[Records from a dataset]
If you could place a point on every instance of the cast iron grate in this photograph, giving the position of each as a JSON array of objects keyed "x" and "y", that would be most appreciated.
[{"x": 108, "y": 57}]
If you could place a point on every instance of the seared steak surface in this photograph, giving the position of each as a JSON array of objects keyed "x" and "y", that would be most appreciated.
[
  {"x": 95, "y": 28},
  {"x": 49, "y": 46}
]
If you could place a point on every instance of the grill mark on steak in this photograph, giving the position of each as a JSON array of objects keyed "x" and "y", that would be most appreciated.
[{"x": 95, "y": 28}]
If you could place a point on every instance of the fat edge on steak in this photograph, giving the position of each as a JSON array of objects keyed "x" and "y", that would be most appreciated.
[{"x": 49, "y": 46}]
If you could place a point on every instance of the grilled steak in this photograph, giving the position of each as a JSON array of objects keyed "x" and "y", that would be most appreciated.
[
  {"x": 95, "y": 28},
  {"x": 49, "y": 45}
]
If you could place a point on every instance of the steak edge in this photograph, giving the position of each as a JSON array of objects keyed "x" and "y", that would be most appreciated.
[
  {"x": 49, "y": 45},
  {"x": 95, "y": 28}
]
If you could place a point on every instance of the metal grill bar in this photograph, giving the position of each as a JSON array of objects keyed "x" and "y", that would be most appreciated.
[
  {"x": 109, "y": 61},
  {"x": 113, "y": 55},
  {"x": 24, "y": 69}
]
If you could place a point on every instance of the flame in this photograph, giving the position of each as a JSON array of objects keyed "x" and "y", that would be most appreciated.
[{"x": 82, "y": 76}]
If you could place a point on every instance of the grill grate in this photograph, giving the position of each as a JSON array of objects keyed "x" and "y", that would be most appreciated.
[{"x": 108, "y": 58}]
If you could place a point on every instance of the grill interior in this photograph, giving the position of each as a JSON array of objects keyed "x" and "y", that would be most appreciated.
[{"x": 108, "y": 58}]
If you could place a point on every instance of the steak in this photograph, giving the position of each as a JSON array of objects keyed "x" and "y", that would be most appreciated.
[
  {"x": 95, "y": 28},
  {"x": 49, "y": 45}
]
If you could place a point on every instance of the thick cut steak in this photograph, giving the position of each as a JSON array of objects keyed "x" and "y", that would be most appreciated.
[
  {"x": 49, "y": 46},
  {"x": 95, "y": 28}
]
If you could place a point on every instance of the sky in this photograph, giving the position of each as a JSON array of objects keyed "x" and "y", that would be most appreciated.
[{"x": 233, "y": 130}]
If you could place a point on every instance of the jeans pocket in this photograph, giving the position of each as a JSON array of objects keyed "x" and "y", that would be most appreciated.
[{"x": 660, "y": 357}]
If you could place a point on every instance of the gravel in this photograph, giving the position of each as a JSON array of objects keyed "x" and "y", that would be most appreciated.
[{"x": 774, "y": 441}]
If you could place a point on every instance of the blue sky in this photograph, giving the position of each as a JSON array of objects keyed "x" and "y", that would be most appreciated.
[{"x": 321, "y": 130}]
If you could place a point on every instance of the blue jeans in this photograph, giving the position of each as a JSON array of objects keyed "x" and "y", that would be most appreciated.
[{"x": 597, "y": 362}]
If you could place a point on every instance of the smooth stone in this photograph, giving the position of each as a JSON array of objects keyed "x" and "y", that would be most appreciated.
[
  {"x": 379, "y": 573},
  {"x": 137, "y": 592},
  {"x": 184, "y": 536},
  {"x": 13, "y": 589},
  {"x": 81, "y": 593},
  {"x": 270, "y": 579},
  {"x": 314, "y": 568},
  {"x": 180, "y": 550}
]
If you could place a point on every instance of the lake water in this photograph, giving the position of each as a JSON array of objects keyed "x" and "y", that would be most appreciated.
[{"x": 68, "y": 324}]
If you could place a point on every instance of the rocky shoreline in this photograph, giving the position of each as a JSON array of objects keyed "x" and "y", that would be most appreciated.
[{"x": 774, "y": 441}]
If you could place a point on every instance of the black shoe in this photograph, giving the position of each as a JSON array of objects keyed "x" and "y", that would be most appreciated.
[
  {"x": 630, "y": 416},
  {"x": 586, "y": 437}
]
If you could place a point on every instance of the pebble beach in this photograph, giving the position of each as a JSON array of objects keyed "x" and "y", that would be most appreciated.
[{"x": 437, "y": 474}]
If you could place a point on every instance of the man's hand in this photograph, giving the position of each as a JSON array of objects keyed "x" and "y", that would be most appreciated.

* Assigned task
Would you reproduce all the entries exactly?

* Result for this exercise
If you could place a point on every instance of the cast iron grate in this photograph, giving the position of each as a JSON array of objects keyed "x" and "y", that would be most appreciated.
[{"x": 108, "y": 57}]
If you could place a point on every instance of the seared steak surface in this photograph, giving the position of each as a JSON array of objects keyed "x" and "y", that would be most appreciated.
[
  {"x": 95, "y": 28},
  {"x": 49, "y": 46}
]
If you could place a point on every instance of the grill mark on steak in this photograph, giving the position of each as a JSON array of objects keyed "x" and "y", that would be most appreciated.
[{"x": 95, "y": 28}]
If you could place a point on every instance of the fat edge on steak in this photograph, giving the position of each as a JSON array of objects keyed "x" and "y", that would be most appreciated.
[{"x": 49, "y": 46}]
If you could place a point on every instance of the grilled steak in this photograph, giving the position of each as a JSON array of objects keyed "x" and "y", that would be most appreciated.
[
  {"x": 95, "y": 28},
  {"x": 49, "y": 45}
]
If you could place a point on every instance of the steak edge in this photograph, giving the position of each as a JSON array of objects keyed "x" and "y", that would be most appreciated.
[
  {"x": 49, "y": 45},
  {"x": 95, "y": 28}
]
If you could place a point on every instance of the metal grill bar in this photograph, giving the position of each as a JSON array of objects keyed "x" and "y", that would be most appreciated.
[
  {"x": 109, "y": 61},
  {"x": 113, "y": 55},
  {"x": 24, "y": 69}
]
If you could place a point on every instance of the flame in this photograph, giving the position of each as a JSON array of objects keyed "x" and "y", that would be most appreciated.
[{"x": 82, "y": 76}]
If you could place a point on every instance of the grill grate in this photograph, giving the position of each as a JSON array of objects keyed "x" and "y", that would be most appreciated.
[{"x": 108, "y": 58}]
If you could place a point on every instance of the grill interior in this photograph, giving the position of each as a JSON array of objects keyed "x" and "y", that would be most appreciated.
[{"x": 108, "y": 58}]
If you could place a point on every instance of the steak in this photograph, giving the position of each as a JSON array of objects keyed "x" and "y", that would be most appreciated.
[
  {"x": 95, "y": 28},
  {"x": 49, "y": 45}
]
If you could place a point on every instance of the thick cut steak in this photograph, giving the position of each as a JSON array of objects keyed "x" and "y", that would be most appreciated.
[
  {"x": 49, "y": 46},
  {"x": 95, "y": 28}
]
If you could place a point on every instance of the sky in this photograph, giving the position of each as a JSON array of objects keyed "x" and "y", that would be most appreciated.
[{"x": 233, "y": 130}]
If you could place a point on every instance of the jeans pocket in this photograph, giving the position of each as a JSON array of objects keyed "x" and "y", that would be most appreciated.
[{"x": 660, "y": 357}]
If you could place a point on every instance of the gravel in this photograph, giving the position of each as a JSON array of objects keyed "x" and "y", that would be most appreciated.
[{"x": 774, "y": 441}]
If you could place a point on every instance of the blue sky in this photograph, giving the position of each as a JSON array of objects keyed "x" and "y", that would be most appreciated.
[{"x": 321, "y": 130}]
If you could place a point on every instance of the blue jeans in this photograph, giving the position of each as a JSON array of objects keyed "x" and "y", that would be most appreciated.
[{"x": 597, "y": 362}]
If you could place a point on every instance of the smooth stone in this photograph, giving the position of each as a JSON array of objects keyed "x" and "y", that would be most appreciated.
[
  {"x": 379, "y": 573},
  {"x": 137, "y": 592},
  {"x": 184, "y": 536},
  {"x": 13, "y": 589},
  {"x": 81, "y": 593},
  {"x": 270, "y": 579},
  {"x": 314, "y": 568},
  {"x": 180, "y": 550}
]
If you could place a point on every instance of the lake water in this photograph, giving the position of each as a JSON array of objects keyed "x" and "y", that would be most appreciated.
[{"x": 68, "y": 324}]
If you could place a point on every instance of the rocky shoreline in this photograph, giving the position of each as a JSON array of objects keyed "x" and "y", that would be most appreciated.
[{"x": 774, "y": 441}]
If you could place a point on every instance of the black shoe in this photograph, giving the position of each as a JSON array of objects keyed "x" and "y", that would be most appreciated.
[
  {"x": 630, "y": 416},
  {"x": 586, "y": 437}
]
If you could place a point on every instance of the pebble beach in this photograph, giving the position of each as a JSON array of objects keyed "x" and "y", that would be most appreciated.
[{"x": 437, "y": 474}]
If you could place a point on every instance of the man's hand in this photograph, giving the position of each as a JSON array of objects keyed "x" and "y", that would be most appreciated.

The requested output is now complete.